課題
**1.** 操舵装置の原文から、「モータ駆動部は、所謂インバー」を含む語句で始まり「10の駆動力にて転動される。」で終わる部分を一字も変えずに書き写すこと。
**2.** 操舵装置の原文を、最後に示された文の後から書き進めること。

原文
########################################

モータ駆動制御部は、目標電流設定部20にて最終的に決定された目標電流Itと、モータ電流検出部にて検出された電動モータ110へ供給される実電流Imとの偏差に基づいてフィードバック制御を行うフィードバック(F/B)制御部(不図示)を有している。また、モータ駆動制御部は、電動モータ110をPWM駆動するためのPWM(パルス幅変調)信号を生成するPWM信号生成部(不図示)を有している。
モータ駆動部は、所謂インバータであり、例えば、スイッチング素子として6個の独立したトランジスタ(FET)を備えている。6個の内の3個のトランジスタは電源の正極側ラインと各相の電気コイルとの間に接続され、他の3個のトランジスタは各相の電気コイルと電源の負極側(アース)ラインと接続されている。そして、6個の中から選択した2個のトランジスタのゲートを駆動してこれらのトランジスタをスイッチング動作させることにより、電動モータ110の駆動を制御する。
モータ電流検出部は、例えば、モータ駆動部に接続されたシャント抵抗の両端に生じる電圧から電動モータ110に流れる実電流Imの値を検出する。
〔目標電流設定部〕
図3は、目標電流設定部20の概略構成図である。
第1の実施形態に係る操舵装置100は、ステアリングホイール101と前輪2とが機械的に連結していない、いわゆるステア・バイ・ワイヤシステムである。このステア・バイ・ワイヤシステムでは、構成上、運転者がステアリングホイール101を操舵する力(操舵トルク)が直接的に前輪2を転動させる力とはなり得ない。前輪2は、電動モータ110の駆動力にて転動される。

########################################

表示情報
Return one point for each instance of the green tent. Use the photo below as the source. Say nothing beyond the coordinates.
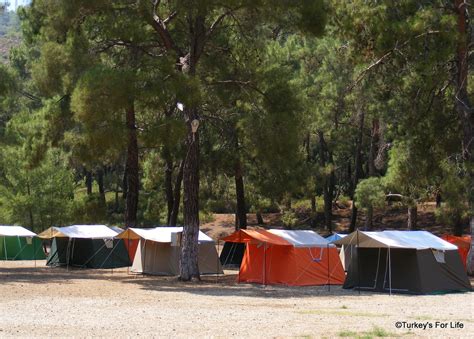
(91, 246)
(17, 243)
(90, 253)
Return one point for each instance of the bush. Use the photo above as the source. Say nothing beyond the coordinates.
(370, 192)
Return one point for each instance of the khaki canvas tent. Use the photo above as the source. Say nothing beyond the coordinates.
(158, 251)
(18, 243)
(404, 261)
(91, 246)
(345, 251)
(294, 258)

########################################

作業結果
**1.**
モータ駆動部は、所謂インバータであり、例えば、スイッチング素子として6個の独立したトランジスタ(FET)を備えている。6個の内の3個のトランジスタは電源の正極側ラインと各相の電気コイルとの間に接続され、他の3個のトランジスタは各相の電気コイルと電源の負極側(アース)ラインと接続されている。そして、6個の中から選択した2個のトランジスタのゲートを駆動してこれらのトランジスタをスイッチング動作させることにより、電動モータ110の駆動を制御する。
モータ電流検出部は、例えば、モータ駆動部に接続されたシャント抵抗の両端に生じる電圧から電動モータ110に流れる実電流Imの値を検出する。
〔目標電流設定部〕
図3は、目標電流設定部20の概略構成図である。
第1の実施形態に係る操舵装置100は、ステアリングホイール101と前輪2とが機械的に連結していない、いわゆるステア・バイ・ワイヤシステムである。このステア・バイ・ワイヤシステムでは、構成上、運転者がステアリングホイール101を操舵する力(操舵トルク)が直接的に前輪2を転動させる力とはなり得ない。前輪2は、電動モータ110の駆動力にて転動される。

**2.**
運転者によるステアリングホイール101の操作に応じた目標走行ラインに自動車1を進行させるには、前輪2の転動角を制御する必要がある。制御装置10は、前輪2の転動角を制御するにあたって、ラック軸105の位置を制御する。つまり、制御装置10は、ラック軸105の実際の位置が、運転者によるステアリングホイール101の操舵に応じた位置となるように制御する。より具体的には、制御装置10は、ラック軸105の基準位置(前輪2の転動角が0°となる位置)からの実際の移動量(ストローク)である実移動量Saが、運転者によるステアリングホイール101の操舵に応じた目標の移動量(ストローク)である目標移動量Stとなるように制御する。そして、制御装置10は、実移動量Saと目標移動量Stとの偏差が大きい場合には、実移動量Saを迅速に目標移動量Stとするために、電動モータ110の回転速度が大きくなるように電動モータ110の回転速度の目標値である目標回転速度Vmtを設定する。そして、制御装置10は、電動モータ110の実際の回転速度である実回転速度Vmaが目標回転速度Vmtとなるように、実回転速度Vmaと目標回転速度Vmtとの偏差が大きいほど、電動モータ110の回転速度を大きくする。そのために、目標電流設定部20は、実回転速度Vmaと目標回転速度Vmtとの偏差が大きいほど、電動モータ110に供給する電流の目標値である目標電流Itを大きくする。このように、目標電流設定部20は、電動モータ110の実回転速度Vmaが、目標回転速度Vmtとなるように、実回転速度Vmaと目標回転速度Vmtとの偏差に応じて、目標電流Itを設定する。
ただし、目標電流設定部20は、以下に述べる場合には、実回転速度Vmaと目標回転速度Vmtとの偏差に関わらず、目標電流Itを設定する。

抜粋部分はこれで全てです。